[What is being asked] Rescale the lines from the one containing "Locate every instance of the packed" through the end of the records, both ends included, and give them again with the requests kept but the pictures left out. Multiply every coordinate in the answers by 1.6 and round each result to a whole number, rounding halves up.

-----

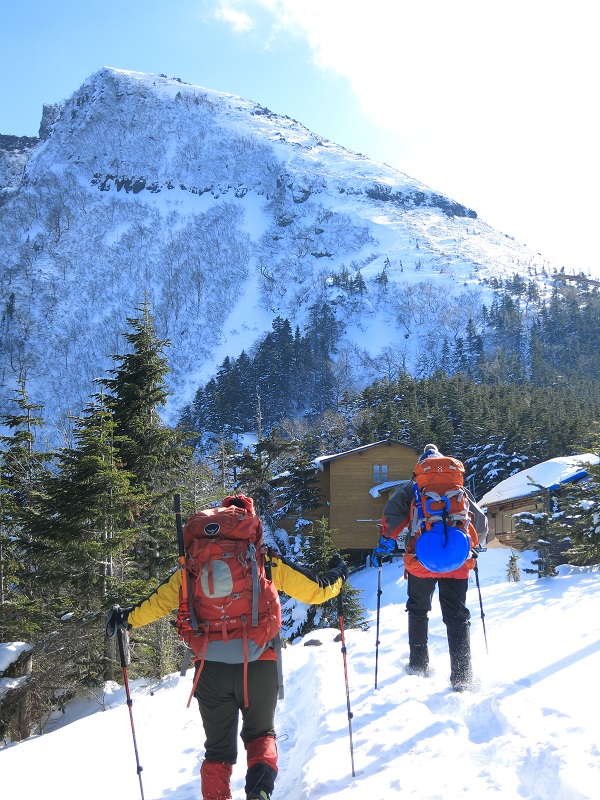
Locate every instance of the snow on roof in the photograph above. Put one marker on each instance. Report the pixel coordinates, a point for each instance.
(322, 459)
(377, 491)
(549, 474)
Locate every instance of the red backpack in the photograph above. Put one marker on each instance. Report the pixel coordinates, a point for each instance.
(442, 529)
(231, 610)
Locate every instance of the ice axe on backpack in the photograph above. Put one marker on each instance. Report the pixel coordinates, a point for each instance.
(185, 602)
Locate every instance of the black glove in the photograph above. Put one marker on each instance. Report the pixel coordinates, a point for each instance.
(117, 620)
(384, 549)
(337, 564)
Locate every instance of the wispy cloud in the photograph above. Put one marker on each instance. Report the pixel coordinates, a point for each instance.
(239, 20)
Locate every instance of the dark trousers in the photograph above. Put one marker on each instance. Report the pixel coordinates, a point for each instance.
(452, 595)
(220, 695)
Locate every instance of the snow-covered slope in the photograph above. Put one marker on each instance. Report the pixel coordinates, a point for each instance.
(530, 733)
(223, 215)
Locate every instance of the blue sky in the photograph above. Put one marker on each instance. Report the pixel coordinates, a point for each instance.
(493, 104)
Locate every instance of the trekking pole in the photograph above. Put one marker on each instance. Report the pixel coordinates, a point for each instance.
(481, 604)
(129, 704)
(341, 619)
(378, 612)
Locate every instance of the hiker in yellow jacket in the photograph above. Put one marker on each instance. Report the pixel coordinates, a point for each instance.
(224, 690)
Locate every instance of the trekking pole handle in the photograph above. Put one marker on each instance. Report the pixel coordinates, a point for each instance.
(178, 523)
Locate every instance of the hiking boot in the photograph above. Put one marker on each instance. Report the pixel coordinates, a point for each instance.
(421, 671)
(471, 685)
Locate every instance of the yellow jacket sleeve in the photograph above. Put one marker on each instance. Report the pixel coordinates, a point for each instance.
(163, 600)
(303, 584)
(294, 580)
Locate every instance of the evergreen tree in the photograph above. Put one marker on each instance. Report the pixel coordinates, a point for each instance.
(152, 453)
(314, 550)
(83, 519)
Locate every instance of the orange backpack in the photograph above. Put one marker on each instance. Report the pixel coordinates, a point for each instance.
(232, 610)
(443, 533)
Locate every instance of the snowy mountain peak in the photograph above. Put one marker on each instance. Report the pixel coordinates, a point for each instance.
(225, 215)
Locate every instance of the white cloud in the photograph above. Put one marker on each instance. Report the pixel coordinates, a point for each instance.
(239, 20)
(492, 103)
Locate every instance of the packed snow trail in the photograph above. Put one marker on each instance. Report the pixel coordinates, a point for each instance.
(530, 733)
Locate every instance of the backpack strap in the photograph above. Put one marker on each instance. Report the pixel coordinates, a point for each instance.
(255, 584)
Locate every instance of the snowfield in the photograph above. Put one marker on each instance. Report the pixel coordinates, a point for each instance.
(530, 733)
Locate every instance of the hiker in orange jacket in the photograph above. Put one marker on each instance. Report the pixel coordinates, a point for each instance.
(221, 687)
(452, 586)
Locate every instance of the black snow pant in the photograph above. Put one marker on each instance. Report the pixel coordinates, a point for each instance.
(220, 695)
(452, 594)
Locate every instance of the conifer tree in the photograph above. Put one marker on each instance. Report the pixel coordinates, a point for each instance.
(23, 468)
(84, 517)
(153, 454)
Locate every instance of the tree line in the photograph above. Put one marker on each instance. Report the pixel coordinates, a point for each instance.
(91, 524)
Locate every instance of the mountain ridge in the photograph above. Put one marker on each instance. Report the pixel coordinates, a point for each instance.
(147, 187)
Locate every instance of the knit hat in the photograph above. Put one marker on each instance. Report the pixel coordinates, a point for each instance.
(240, 500)
(430, 451)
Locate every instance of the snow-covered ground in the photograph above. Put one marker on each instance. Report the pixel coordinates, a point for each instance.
(530, 733)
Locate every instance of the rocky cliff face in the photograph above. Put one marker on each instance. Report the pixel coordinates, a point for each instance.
(223, 215)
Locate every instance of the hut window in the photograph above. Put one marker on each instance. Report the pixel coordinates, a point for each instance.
(380, 473)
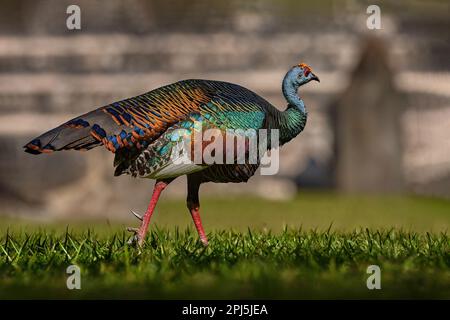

-----

[Task output]
Locate every instance of the packed snow trail in the photograph above. Put one marker on each instance. Report the pixel coordinates, a point for each instance.
(848, 1173)
Locate every instance of the backpack strap in the photograph above. Put one marker on each instance. Report the pixel coordinates, a point for each instance.
(408, 934)
Locate every instance of the snowfield in the photograph above. Put one marker on each instance. Report the pixel coordinates, a point for each instance.
(848, 1173)
Locate every instance of the hiker in orange jacket in the photograph above. Put one marker on each instance. Report the pixel coordinates, a point for each instance.
(354, 1099)
(723, 938)
Locate every instance of the black snow pant in the photograph above. Put one marker on each instance. Report the pixel coordinates, a point for each instance.
(352, 1112)
(723, 950)
Locate every instance of the conifer tree in the photograph above. Put one marker on each instance. Report the pixel coordinates, a point for each instance.
(37, 749)
(134, 827)
(245, 726)
Locate every instance of the tree line in the photograph above. Put one marker on each instance. Report the pixel coordinates, a point for each instance.
(146, 838)
Locate every instance of the mountain ridge in the photograph above. Put one marker on each instance. Report the pixel coordinates, a point for each instance.
(235, 299)
Locate every instance of the knit hat in the photograph above. Put one marker on each instance. Report the pixel coordinates, a point for each instance.
(384, 800)
(688, 722)
Locate every instance of the snow-covered ground in the photograph above. Put one marker on each instance. Report the pixel coordinates, a point for each instance.
(848, 1173)
Locate every instance of the rocky cliff face in the photograph above. Put one marker on each instance. Report the pixel coordinates, a point for each instance.
(357, 344)
Locate every instance of the hut window in the photograph above. Put one marker on each instance. Report the pixel coordinates, a point for each instance.
(608, 757)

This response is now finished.